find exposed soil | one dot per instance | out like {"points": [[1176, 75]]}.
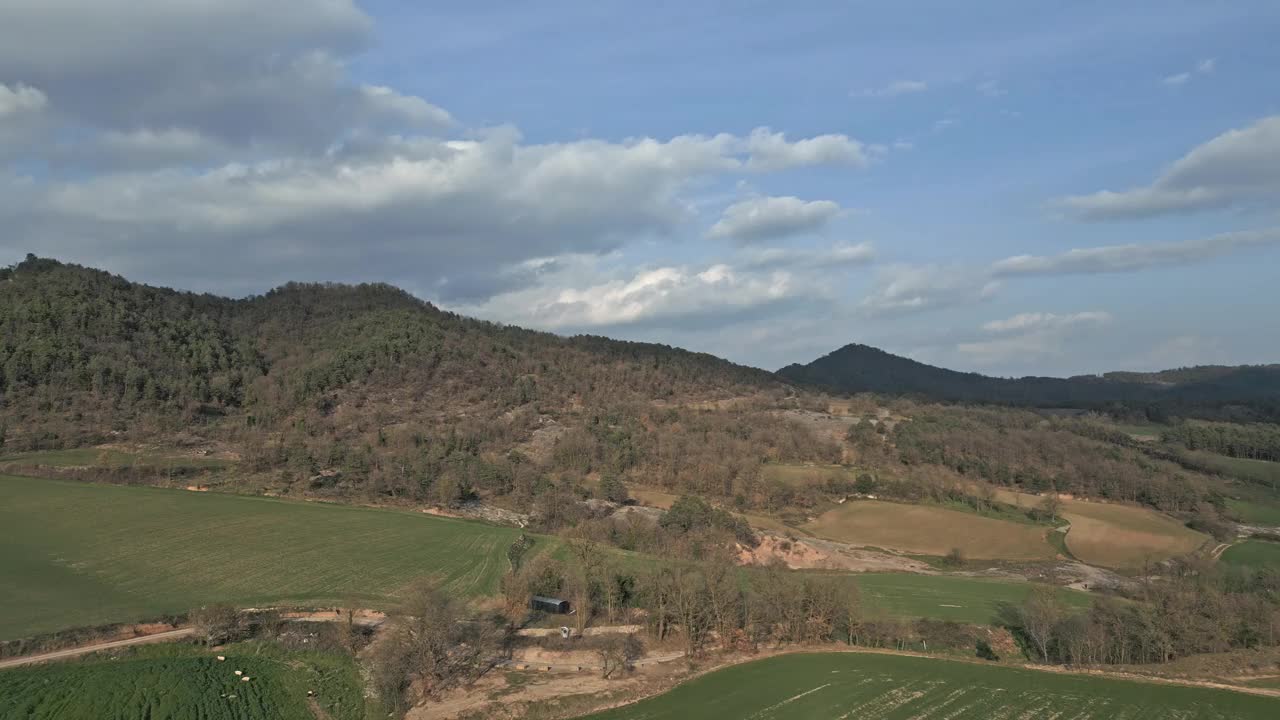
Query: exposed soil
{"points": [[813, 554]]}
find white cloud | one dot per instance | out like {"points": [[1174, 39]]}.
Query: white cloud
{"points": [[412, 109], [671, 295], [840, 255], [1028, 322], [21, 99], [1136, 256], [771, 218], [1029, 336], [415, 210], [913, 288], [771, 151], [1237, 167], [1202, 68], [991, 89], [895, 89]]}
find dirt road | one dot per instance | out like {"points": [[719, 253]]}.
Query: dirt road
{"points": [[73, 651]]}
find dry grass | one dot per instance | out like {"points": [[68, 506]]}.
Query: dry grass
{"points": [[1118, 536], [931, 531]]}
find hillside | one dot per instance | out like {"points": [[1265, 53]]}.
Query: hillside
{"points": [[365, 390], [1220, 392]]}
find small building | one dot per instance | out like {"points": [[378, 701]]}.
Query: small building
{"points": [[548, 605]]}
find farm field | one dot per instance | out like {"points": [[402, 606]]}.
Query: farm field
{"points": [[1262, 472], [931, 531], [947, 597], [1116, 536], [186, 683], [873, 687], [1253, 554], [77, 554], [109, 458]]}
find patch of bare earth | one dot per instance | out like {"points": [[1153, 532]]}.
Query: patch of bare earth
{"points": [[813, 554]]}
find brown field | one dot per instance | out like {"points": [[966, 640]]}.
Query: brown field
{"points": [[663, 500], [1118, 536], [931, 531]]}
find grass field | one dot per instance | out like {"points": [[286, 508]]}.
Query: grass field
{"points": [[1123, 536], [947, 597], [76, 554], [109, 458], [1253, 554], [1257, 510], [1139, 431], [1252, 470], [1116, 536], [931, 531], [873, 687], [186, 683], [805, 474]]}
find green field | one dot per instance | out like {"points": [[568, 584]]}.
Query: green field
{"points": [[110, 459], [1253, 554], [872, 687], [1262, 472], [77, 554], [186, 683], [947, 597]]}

WHAT IS REQUIRED:
Swap "one dot per instance" for "one point per instance" in every one of the rows above, and change nothing else. Leave the pictures out when you write the rows out again.

COMPLETE OUTPUT:
find exposed soil | one point per instance | out like {"points": [[1176, 75]]}.
Query: exposed soil
{"points": [[813, 554]]}
find white cloud | one point per instance | out like {"points": [[1174, 39]]}.
Query: white cloud
{"points": [[412, 109], [671, 295], [840, 255], [1028, 322], [21, 99], [1136, 256], [771, 218], [1029, 336], [415, 210], [913, 288], [771, 151], [1237, 167], [1202, 68], [991, 89], [895, 89]]}
find dirt road | one point per instance | out like {"points": [[719, 253]]}.
Query: dirt road
{"points": [[73, 651]]}
find dry grass | one point per instance | out like {"points": [[68, 506]]}.
Query: dry grass
{"points": [[1118, 536], [931, 531]]}
find hillside | one point per instance | out like {"points": [[1265, 53]]}.
Query: hillside
{"points": [[365, 390], [1220, 392]]}
find small building | one point per instance | out like {"points": [[378, 701]]}.
Query: small building
{"points": [[548, 605]]}
find farm field | one point per instance | out like {"points": [[402, 606]]}.
Query: farm field
{"points": [[1262, 472], [931, 531], [947, 597], [1116, 536], [186, 683], [873, 687], [1253, 554], [77, 554], [109, 458]]}
find patch of bare earth | one point per instance | out like {"points": [[1153, 532]]}.
Query: patch of bare earth
{"points": [[813, 554]]}
find brown field | one point per instance | out like {"points": [[966, 640]]}.
Query: brown field
{"points": [[663, 500], [1118, 536], [931, 531]]}
find grass field | one point per instance | out like {"points": [[286, 508]]}.
Query: grass field
{"points": [[1123, 536], [947, 597], [76, 554], [109, 458], [1253, 554], [1257, 510], [1139, 431], [1252, 470], [1116, 536], [931, 531], [873, 687], [186, 683], [805, 474]]}
find green field | one point per instance | out like {"points": [[568, 584]]}.
Query: green field
{"points": [[110, 459], [1253, 554], [872, 687], [1262, 472], [77, 554], [186, 683], [947, 597]]}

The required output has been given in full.